Stated task
Answer from the Gizzi Erskine cookbook post below:
1. On which platform did a cyber buddy ask the writer about the book?
2. Who gave the writer the book, and when?
3. What rule does the book incorporate?

Text block
________________________

A couple of weeks ago I was banging on, as I do, on Instagram about my general eatings and in particular on a favourite Gizzi Erskine recipe when a cyber buddy asked me if I rated her book Skinny Weeks & Weekend Feasts as she was trying to level out her eating but didn’t get on with conventional plans. I sat up straight, smiled smugly to myself and went about sliding in a seamless link to my blog where she could read all about my gushingly embarrassing girl crush and all the reasons I love this book.

Oh, bugger.

I absolutely cannot believe that I have failed to write about SWWF until now.

I came into possession of this book 2 Christmases ago by way of the older male sibling and kez-in-law. I have to admit I had not heard much about her at the time other than masses of grumbling when we went to Meatopia that she was there and cooking but we weren’t important enough to go and see her. With retrospect this is a double blow as back then I might have been able to maintain an iota of cool about it where I can only apologise now for the horrific fangirl outpourings that will ensue if I bump in to her in the future.

She really did have me at Hello. Or more accurately, she had me at the intro passage of her book where she says:

“I need to eat good food regularly or I’m not the same person. And, like so many of us, every so often, I get carried away and eat too much. I find it hard to control what goes in my mouth because frankly, I want it all.”

Ever see Velvet Goldmine? Remember the fantasy sequence of Christian Bale jumping up and down and pointing at the liberated snotty glam rockers on the TV going ‘That’s me!’? Well that was me on reading the opener blurb for SWWF- it is one of the most relatable and sense talking cook book openers I’ve ever read. SWWF is about eating healthily without gimmicks or deprivation and incorporating the 80/20 rule of being strict 80% of the time so that going slightly off the rails the other 20% of the time doesn’t lead to weight gain and health problems.

To be clear, SWWF is not a diet book, but a self proclaimed book of two halves with the intention of giving the reader a bank of tasty, nutritious recipes to call on without breaking the calorie bank because in this day and age girls don’t just want to have fun, we want to eat loads and not get fat. Boys too.

________________________

Record excerpts
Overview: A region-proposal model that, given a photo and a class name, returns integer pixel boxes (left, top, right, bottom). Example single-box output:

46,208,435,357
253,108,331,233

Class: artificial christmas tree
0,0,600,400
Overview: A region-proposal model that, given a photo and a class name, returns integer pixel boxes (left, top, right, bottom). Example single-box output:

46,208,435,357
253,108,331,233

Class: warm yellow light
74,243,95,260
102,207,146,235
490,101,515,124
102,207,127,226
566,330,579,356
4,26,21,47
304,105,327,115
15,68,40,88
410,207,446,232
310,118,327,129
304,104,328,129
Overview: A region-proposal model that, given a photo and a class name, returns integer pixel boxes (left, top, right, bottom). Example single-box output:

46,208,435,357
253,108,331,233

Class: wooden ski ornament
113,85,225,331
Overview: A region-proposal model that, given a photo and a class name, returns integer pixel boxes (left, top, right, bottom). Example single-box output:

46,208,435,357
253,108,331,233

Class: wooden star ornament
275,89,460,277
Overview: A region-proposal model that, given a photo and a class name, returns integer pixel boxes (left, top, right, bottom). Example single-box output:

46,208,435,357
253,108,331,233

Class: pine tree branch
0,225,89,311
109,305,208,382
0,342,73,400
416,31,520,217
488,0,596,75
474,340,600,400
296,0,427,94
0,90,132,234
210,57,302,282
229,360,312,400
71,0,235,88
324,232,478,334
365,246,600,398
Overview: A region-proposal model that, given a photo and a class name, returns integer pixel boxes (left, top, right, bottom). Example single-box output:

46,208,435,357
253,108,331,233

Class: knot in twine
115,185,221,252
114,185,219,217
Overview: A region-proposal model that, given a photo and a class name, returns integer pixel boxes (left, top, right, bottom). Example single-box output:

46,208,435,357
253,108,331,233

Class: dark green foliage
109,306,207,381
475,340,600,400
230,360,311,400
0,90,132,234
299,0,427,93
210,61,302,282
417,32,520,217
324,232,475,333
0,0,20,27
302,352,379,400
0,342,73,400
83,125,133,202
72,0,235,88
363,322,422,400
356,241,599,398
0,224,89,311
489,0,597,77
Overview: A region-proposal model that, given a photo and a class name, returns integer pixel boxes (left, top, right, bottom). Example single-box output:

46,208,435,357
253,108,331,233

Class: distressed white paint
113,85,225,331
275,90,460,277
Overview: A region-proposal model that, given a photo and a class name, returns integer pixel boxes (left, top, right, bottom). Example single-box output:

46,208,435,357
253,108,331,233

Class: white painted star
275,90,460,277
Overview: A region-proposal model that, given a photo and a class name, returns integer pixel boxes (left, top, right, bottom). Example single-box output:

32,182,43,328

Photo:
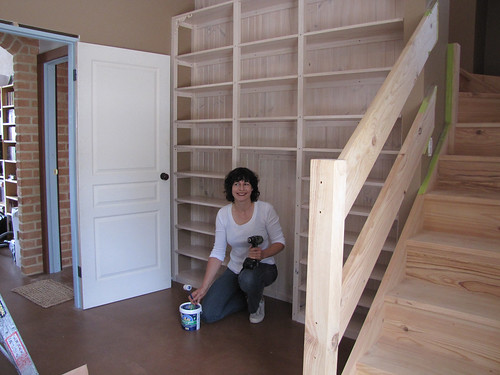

________________________

Problem solution
1. Instagram.
2. The writer's older male sibling and kez-in-law, two Christmases ago.
3. The 80/20 rule: being strict 80% of the time so that going slightly off the rails the other 20% doesn't lead to weight gain and health problems.